• WORK TASK: Reproduce the records that follow in full, excluding any picture they contain.

━━━━━━━━━━━━━━━━━━━━━━━━━━━━━━

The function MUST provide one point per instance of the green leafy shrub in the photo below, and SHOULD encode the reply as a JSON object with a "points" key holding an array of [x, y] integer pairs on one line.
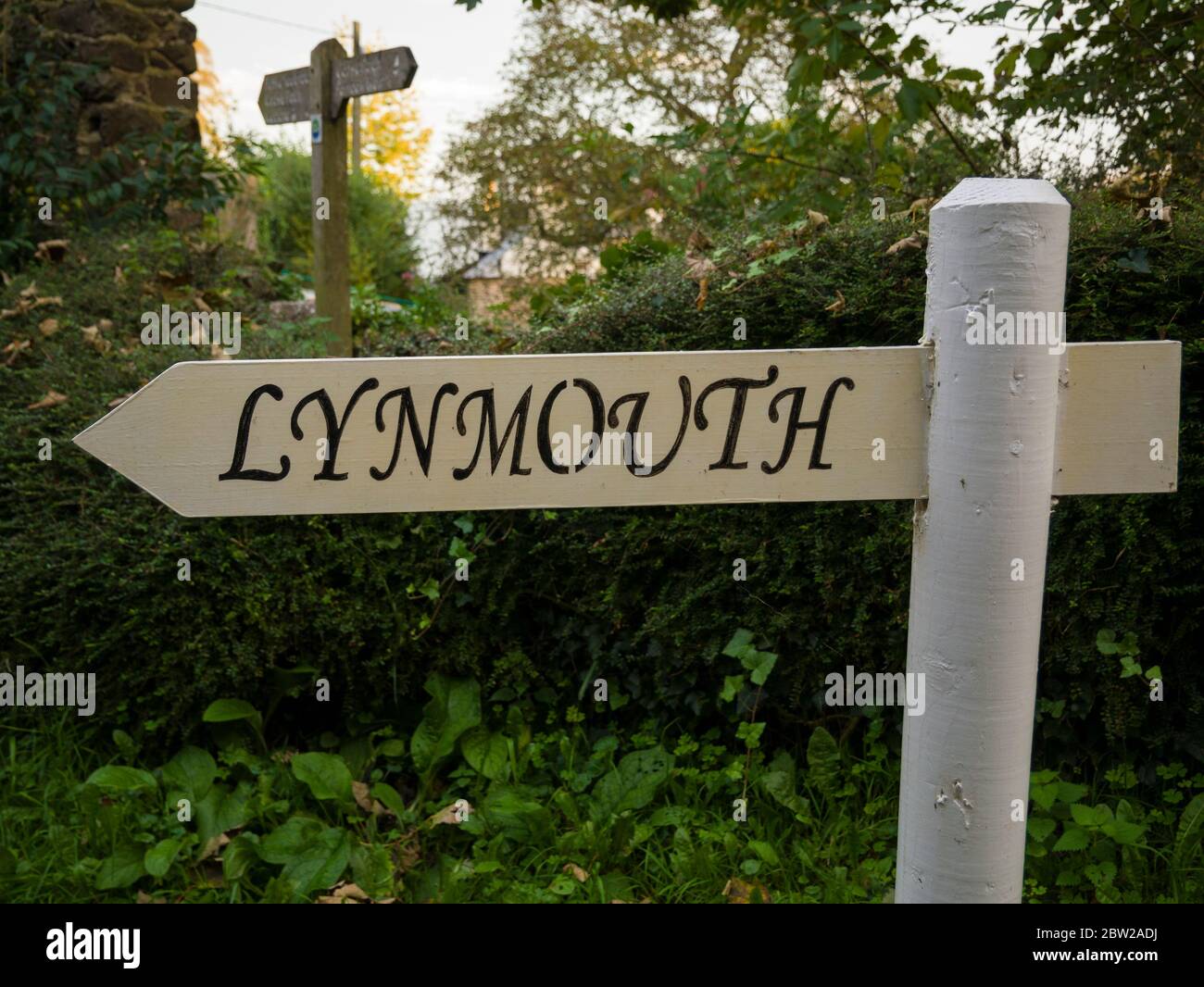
{"points": [[381, 252], [47, 187], [643, 596]]}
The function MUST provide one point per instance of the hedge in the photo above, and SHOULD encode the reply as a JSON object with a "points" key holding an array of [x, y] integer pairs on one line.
{"points": [[643, 596]]}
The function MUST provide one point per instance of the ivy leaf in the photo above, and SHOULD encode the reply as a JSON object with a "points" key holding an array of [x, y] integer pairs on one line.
{"points": [[823, 761], [633, 785], [1040, 829], [1072, 838]]}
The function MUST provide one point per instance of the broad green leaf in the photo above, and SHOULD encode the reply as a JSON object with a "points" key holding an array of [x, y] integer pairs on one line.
{"points": [[1046, 794], [741, 639], [1090, 815], [239, 855], [389, 798], [192, 771], [453, 710], [759, 663], [221, 810], [823, 761], [1072, 838], [372, 870], [1124, 833], [733, 686], [1040, 829], [486, 753], [779, 781], [288, 841], [633, 783], [224, 710], [517, 813], [119, 779], [161, 856], [320, 863], [326, 775], [393, 747], [123, 868]]}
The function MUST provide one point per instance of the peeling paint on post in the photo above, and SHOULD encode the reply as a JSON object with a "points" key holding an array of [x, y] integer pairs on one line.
{"points": [[974, 627]]}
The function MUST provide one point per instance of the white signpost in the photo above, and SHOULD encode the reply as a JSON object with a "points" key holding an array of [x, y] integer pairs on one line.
{"points": [[982, 431], [320, 94]]}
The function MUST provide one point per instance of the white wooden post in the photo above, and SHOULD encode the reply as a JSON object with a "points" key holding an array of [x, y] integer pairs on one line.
{"points": [[978, 565]]}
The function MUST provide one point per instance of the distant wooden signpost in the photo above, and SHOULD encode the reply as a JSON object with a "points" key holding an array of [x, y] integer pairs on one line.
{"points": [[984, 425], [320, 94]]}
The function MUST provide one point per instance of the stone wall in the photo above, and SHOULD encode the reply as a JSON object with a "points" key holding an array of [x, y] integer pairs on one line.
{"points": [[141, 47]]}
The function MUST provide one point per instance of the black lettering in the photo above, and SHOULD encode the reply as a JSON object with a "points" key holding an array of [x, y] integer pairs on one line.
{"points": [[240, 445], [741, 385], [489, 416], [545, 431], [333, 428], [639, 400], [796, 425]]}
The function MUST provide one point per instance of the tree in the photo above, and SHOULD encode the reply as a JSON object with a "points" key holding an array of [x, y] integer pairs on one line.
{"points": [[1131, 72], [614, 121]]}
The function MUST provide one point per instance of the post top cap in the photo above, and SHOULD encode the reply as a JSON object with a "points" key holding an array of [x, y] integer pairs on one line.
{"points": [[998, 192]]}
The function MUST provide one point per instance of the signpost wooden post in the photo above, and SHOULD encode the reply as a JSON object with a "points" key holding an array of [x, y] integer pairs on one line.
{"points": [[320, 94], [982, 436]]}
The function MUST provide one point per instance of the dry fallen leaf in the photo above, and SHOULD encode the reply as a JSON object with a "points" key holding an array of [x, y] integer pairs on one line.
{"points": [[908, 244], [92, 337], [349, 891], [15, 349], [739, 892], [920, 206], [49, 401]]}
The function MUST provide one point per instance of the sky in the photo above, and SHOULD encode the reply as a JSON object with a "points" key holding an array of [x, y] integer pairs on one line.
{"points": [[460, 56]]}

━━━━━━━━━━━━━━━━━━━━━━━━━━━━━━

• REPLY TO THE EXERCISE:
The function MUST provide one point per instance of the green leafy shrub in the photo below, and SHOULD encode the reply as a JSON object with a "points" key holding an array of [x, y] integer pairs on one line.
{"points": [[381, 252], [47, 187], [643, 596]]}
The function MUST provide one point per instance of the hedge in the photo above, and SHOULD encode the reply as a JSON object with a "points" key holding an array of [x, y] integer pairs on one line.
{"points": [[643, 596]]}
The function MUST provide one point per instance of the ivy leaf in the photo above, and SHOULD encode the reply as a JSON object with a "points" key holding an array of [x, y] integer pairs on one line.
{"points": [[823, 761], [633, 785], [1040, 829], [1072, 838]]}
The function MUST provide one point per instance of the broad green leaf in the photo above, and SHOULD encode the reply as a JSON object with a "points" key holding an array of [x, y] integer pairs on one line.
{"points": [[1046, 794], [741, 639], [1090, 815], [239, 855], [389, 798], [192, 771], [453, 710], [759, 663], [221, 810], [823, 761], [1072, 838], [372, 870], [1124, 833], [733, 686], [1040, 829], [486, 753], [779, 781], [288, 841], [633, 783], [224, 710], [517, 813], [119, 779], [161, 856], [320, 863], [326, 775], [393, 747], [123, 868]]}
The function MUST provide one point per instance of the peeling paint on post in the photo above, and SHOULD encode the reply as a JSON object with a "points" key holding an array of [x, y] integer pairs on one line.
{"points": [[974, 627]]}
The function MUST provide one point per instance of the white signpost in the photo above, and SHOULD encode the reply as a JSON object with a "points" key holding an array of [x, y] integer pairs on one line.
{"points": [[982, 431], [320, 94]]}
The function MUST provide one point per instance of the white wooden post in the photo above, and SHOULD encode the reply as a JSON object with a "points" key holding an array of [x, y] integer pairs on one line.
{"points": [[978, 565]]}
The function MUST provide one point per instance of the distant wooden signpost in the photo above, and SHOULD encode the reply as a JSON object with a "points" key holding an array of [x, y] integer pairs on one line.
{"points": [[984, 425], [320, 94]]}
The function MUST provide one point per instance of the stone wall in the photo above, and SHOULD encode the reply as a JSON object with a "points" key holding an array of [x, y] integer pairs on one line.
{"points": [[141, 47]]}
The function MUST provide one point per instance of the black lettering in the photo above, and SHOULD encode the reply as a JSON object with a "points" key holding an array of [x, y] integer pairs on one line.
{"points": [[240, 445], [741, 385], [489, 416], [545, 431], [333, 428], [639, 400], [796, 425]]}
The function MUST provide one point per instance of the tree in the photo above, and SHOULD encode the reply as a JSON object with a "points" key holding an array of [x, y] integer pairs on one line.
{"points": [[1131, 72], [614, 121]]}
The function MUST provide one point per instance of the post top cap in the photo above, and SHOULD encode the reply as a JSON object with a "points" key holding an array of [x, y] integer pairs on one line.
{"points": [[998, 192]]}
The function MUST provide one point per instance of the signpost wooden post in the photo above, and SHOULD encode the reply as a JSON object with a "points" key holding an array of [x, y] integer pairs on one line.
{"points": [[320, 94], [982, 436]]}
The function MUST provide one point per instance of the dry fallen leaf in the photo above, and SHOULD encode the reply as a JSON object with a "points" key holding an array of [x, y] integer pairs on one line.
{"points": [[908, 244], [92, 337], [349, 891], [15, 349], [739, 892], [920, 206], [49, 401]]}
The function MUST provide one point per instance of the sky in the photo above, and SHOULD encode the reply as a JSON object with a "points" key holding an array of [x, y] integer pairs on one line.
{"points": [[460, 56]]}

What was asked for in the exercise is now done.